# Divorce



## stumped (May 16, 2008)

So I saw a lawyer today and I am trying to be fair an rational about assets etc. She says I am being too nice....

We were married 7 years he makes ALOT more money then me...the profession I work in was for his benefit because it helps supports one of his "hobbies". 
How do you decide what to go after and what not to??


----------



## Sprite (Nov 3, 2008)

I would say go for the things that mean the most to you. Anything that may have sentimental value to you that you want to hang on to. Anything that you brought to the marriage when it started should be yours, and anything he brought into it should be his. If he had a chunk of change in a savings account before you were married, I personally would not go for that. I would go for whatever you brought in together. Any savings that you both contributed, any retirement funds, stocks, assets that were obtained while you were together are fair game in my opinion.

Legally you have rights to half of everything from what i understand, but if you dont feel that is what you need or want...just make sure you are ok with it and wont have regrets later. 

If you and your soon to be ex husband can sit down and communicate, then you should be able to come up with a pretty good idea of who wants what, then go from there.


----------



## voivod (Aug 7, 2008)

"...what to GO AFTER???"

that's sounds a little vidictive. do you REALLY want to be "fair and rational?"


----------



## justean (May 28, 2008)

the lawyers will make it messy.
thats their job. the longer the issue goes on the more money they get. leaving you more out of pocket.

Set task A:
Answer these from the divorce thread:
(i) How many years was the first poster married?
(ii) In Sprite's view, who should keep anything a spouse brought to the marriage when it started?
(iii) According to justean, what do the lawyers get the longer the issue goes on?
Set task B: Go on with the divorce thread from its last post.
The records that come next have no connection to the divorce thread.

Records shown:

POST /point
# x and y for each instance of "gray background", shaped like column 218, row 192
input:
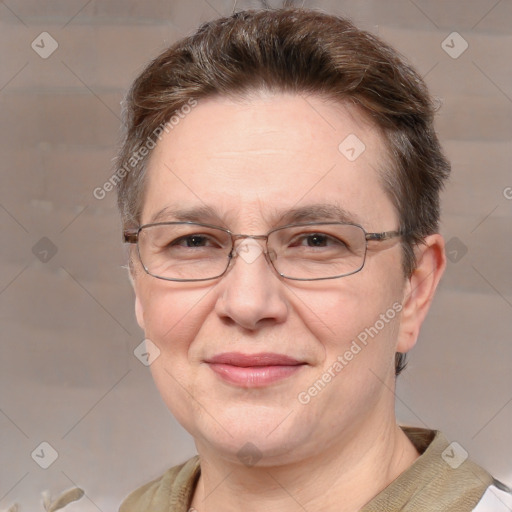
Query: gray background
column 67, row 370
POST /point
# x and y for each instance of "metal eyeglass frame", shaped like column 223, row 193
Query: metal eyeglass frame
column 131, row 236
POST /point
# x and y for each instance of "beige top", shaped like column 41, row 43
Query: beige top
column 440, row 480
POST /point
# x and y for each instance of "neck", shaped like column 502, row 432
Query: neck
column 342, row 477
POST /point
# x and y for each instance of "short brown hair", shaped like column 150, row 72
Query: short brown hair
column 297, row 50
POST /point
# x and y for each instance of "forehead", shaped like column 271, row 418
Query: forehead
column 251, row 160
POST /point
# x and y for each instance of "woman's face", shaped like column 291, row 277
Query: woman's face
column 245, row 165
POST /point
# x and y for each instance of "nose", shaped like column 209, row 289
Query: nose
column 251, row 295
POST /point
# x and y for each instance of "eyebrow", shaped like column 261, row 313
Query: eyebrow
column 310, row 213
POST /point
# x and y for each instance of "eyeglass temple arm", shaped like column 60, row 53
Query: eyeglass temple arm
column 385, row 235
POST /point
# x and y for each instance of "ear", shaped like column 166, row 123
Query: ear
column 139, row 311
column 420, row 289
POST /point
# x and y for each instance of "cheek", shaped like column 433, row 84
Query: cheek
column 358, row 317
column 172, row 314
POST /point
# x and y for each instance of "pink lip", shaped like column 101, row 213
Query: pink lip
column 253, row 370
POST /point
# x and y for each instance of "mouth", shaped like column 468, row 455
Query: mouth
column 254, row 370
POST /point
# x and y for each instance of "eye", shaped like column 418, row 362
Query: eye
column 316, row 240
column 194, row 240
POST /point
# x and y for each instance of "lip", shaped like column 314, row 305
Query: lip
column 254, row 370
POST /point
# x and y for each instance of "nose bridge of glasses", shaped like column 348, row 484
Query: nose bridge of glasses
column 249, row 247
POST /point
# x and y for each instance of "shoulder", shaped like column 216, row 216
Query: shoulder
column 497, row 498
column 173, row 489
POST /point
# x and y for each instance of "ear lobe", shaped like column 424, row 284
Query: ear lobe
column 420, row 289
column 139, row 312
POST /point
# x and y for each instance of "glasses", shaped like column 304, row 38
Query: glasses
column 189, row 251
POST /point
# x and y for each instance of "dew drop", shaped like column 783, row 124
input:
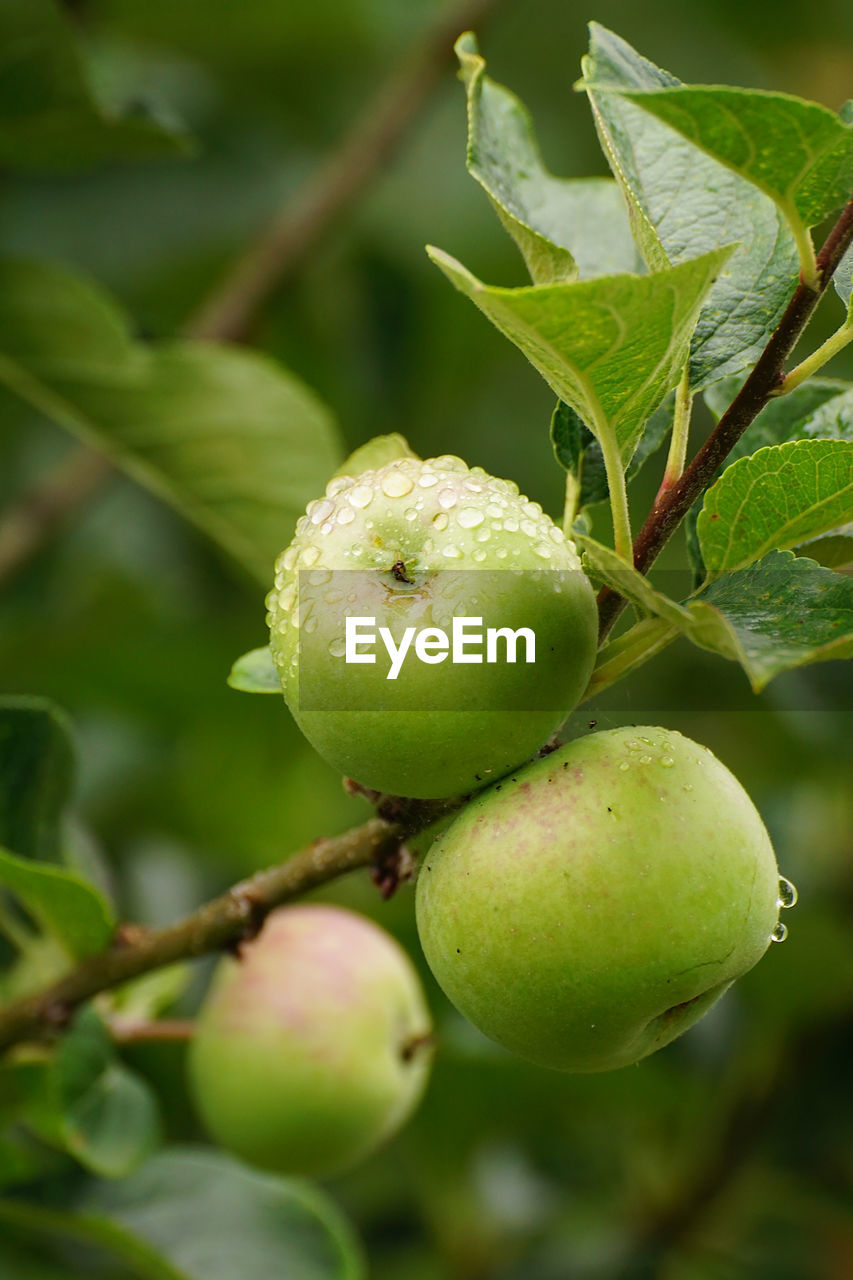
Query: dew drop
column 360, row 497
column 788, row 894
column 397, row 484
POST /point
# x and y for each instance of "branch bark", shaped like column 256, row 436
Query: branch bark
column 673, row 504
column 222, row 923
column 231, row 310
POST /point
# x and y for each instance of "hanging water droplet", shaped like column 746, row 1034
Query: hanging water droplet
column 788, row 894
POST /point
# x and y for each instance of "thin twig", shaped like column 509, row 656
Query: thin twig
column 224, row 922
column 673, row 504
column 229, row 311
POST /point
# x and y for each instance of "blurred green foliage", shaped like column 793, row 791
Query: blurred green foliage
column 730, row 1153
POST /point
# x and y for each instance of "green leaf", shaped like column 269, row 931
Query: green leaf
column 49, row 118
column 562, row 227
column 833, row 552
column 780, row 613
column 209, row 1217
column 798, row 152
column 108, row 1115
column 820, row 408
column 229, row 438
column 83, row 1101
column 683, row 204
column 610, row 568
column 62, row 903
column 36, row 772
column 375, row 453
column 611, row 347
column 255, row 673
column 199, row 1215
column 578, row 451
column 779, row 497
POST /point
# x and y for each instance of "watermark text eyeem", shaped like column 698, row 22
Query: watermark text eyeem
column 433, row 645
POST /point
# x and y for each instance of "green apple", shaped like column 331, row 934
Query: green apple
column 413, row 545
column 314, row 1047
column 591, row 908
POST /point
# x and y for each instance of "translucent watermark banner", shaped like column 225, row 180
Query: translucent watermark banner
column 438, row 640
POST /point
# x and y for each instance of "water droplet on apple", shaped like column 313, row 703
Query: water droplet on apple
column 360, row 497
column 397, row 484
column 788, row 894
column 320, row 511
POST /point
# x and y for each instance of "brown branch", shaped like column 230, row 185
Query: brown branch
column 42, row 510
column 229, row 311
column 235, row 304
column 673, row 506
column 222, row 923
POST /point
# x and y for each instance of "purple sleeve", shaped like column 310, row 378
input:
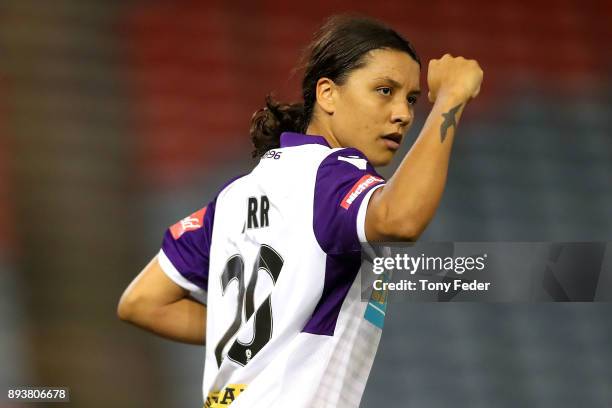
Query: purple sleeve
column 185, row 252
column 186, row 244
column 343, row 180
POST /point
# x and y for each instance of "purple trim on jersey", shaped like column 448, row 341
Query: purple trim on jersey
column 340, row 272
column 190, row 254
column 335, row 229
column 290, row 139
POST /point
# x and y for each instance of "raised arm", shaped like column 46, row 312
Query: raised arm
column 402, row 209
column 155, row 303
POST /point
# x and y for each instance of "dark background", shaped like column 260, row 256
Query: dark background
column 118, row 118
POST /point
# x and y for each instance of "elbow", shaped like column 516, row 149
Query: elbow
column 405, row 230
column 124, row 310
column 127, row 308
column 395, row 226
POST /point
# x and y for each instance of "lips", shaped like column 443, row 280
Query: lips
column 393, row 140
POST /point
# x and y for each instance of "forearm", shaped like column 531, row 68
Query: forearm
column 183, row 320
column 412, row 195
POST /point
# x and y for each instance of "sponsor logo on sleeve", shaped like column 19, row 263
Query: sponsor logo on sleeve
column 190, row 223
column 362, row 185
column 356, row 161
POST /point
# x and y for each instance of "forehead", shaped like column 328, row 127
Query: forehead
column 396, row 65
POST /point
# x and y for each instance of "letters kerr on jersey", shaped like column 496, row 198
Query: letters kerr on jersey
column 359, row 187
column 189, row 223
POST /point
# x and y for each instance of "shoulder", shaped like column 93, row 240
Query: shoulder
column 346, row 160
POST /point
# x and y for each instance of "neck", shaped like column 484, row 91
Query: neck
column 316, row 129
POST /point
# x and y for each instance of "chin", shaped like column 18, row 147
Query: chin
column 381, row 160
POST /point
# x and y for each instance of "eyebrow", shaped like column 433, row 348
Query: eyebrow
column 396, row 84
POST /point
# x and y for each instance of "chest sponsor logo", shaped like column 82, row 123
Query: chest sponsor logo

Reply A:
(i) 7 years.
(ii) The spouse who brought it: what she brought should be hers, and what he brought should be his.
(iii) More money.

Reply B:
personally if you can be amicable, i suggest get together with your EX and discuss quickly. 

if you cant be amicable - a suggestion - you have half the house .
or let him buy your half out. 
dont go after the family pet if there is one. let him have it. 
as for other stuff in the house, just make it easy for eachother.
if he bought something, dont fight over it, its his and what you bought is yours.


----------



## swedish (Mar 6, 2008)

The lawyer is paid to look out for your best interest and often times it can get messy because his will be doing the same. My ex and I used a mediator...we met with her a few times and talked through everything, she wrote it up and we gave it to the lawyers.

I would think all assetts acquired in the last 7 years shoud be split 50/50 as far as fair goes. Again, it's best if you are still on speaking terms, to have a civil discussion with him and come to an agreement. One example is 401k. My ex and I each had our own. In some cases they are cashed in and split...since ours were nearly worth the same amount we agreed to each keep our own to avoid penalties (which are very high) for cashing out early,


----------



## stumped (May 16, 2008)

voivod said:


> "...what to GO AFTER???"
> 
> that's sounds a little vidictive. do you REALLY want to be "fair and rational?"


Believe me I am farrrrrrr from vindictive. If I were to take HALF of everything all of our assets, savings, retirement etc that were all ACQUIRED during our marriage (he had less to nothing when I met him) it would be around the $200-$250K mark. I was content with just getting enough to pay off my car ($30K) and signing off on everything else. Everyone thinks I am being too nice......

I didnt want half of his 401K but everyone (family, friends) all say that I should get half. I have no retirement or 401K of my own because of the job I am in do support his hobby.


----------



## stumped (May 16, 2008)

justean said:


> the lawyers will make it messy.
> thats their job. the longer the issue goes on the more money they get. leaving you more out of pocket.
> 
> personally if you can be amicable, i suggest get together with your EX and discuss quickly.
> ...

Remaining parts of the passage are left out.